» **本文**:
++++++++++

子どもたちは日々近隣の公園などへの散歩を楽しんでおり、行き交う人や公園を利用する人たちとの挨拶をしたり、交通ルールや公のマナーを学ぶ機会になっている。そのほか花屋で買い物をしたり、警察署の協力を得て交通安全教室や防犯教室を行うなど、地域資源を活用している。コロナ以前では小学校の校庭開放に赴き、他園の子どもたちとも交流しており、今年度はオンラインを活用して系列他園との交流の機会が設けられている。また保育実習生の受け入れを行っており、子どもたちにとっては、職員以外の人との交流の機会となっている。

++++++++++

» **課題 1**:
地域との交流についての本文をもとに答えよ。
(a) 近隣の公園などへの散歩は、挨拶のほかに何を学ぶ機会になっているか。
(b) 警察署の協力を得て何を行っているか。
(c) 今年度、系列他園との交流の機会はどのような方法で設けられているか。
» **課題 2**:
地域との交流についての本文の続きを書け。
記録は本文とは別の資料である。

++++++++++

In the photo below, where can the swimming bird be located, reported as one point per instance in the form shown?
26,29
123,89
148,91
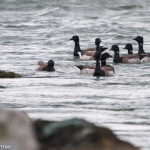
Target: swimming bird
86,54
41,65
97,56
118,59
49,66
141,51
130,54
87,69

++++++++++

» **解答 1**:
(a) 交通ルールや公のマナー
(b) 交通安全教室や防犯教室
(c) オンラインを活用して設けられている

» **解答 2**:
高齢者施設との交流が、子どもたちにさまざまな刺激や体験をもたらしている

合築の高齢者施設との交流は、対面を控えつつできる範囲で行われており、今年度はオンラインを活用して交流するほか、「プレイデイ(運動会)」の際には万国旗作りに協力してもらったり、当日はテラスから園庭の子どもたちの競技に応援を送ってもらったりしている。また窓越しに子どもと挨拶を交わすほか、施設の利用者の方が栽培した枝豆を差し入れてくれるなどの交流もある。開園1年目にコロナ禍になり、限定的な活動となってはいるものの、高齢者との関わりは、子どもたちが世代を超えた交流から、さまざまな刺激や体験を得る機会となっている。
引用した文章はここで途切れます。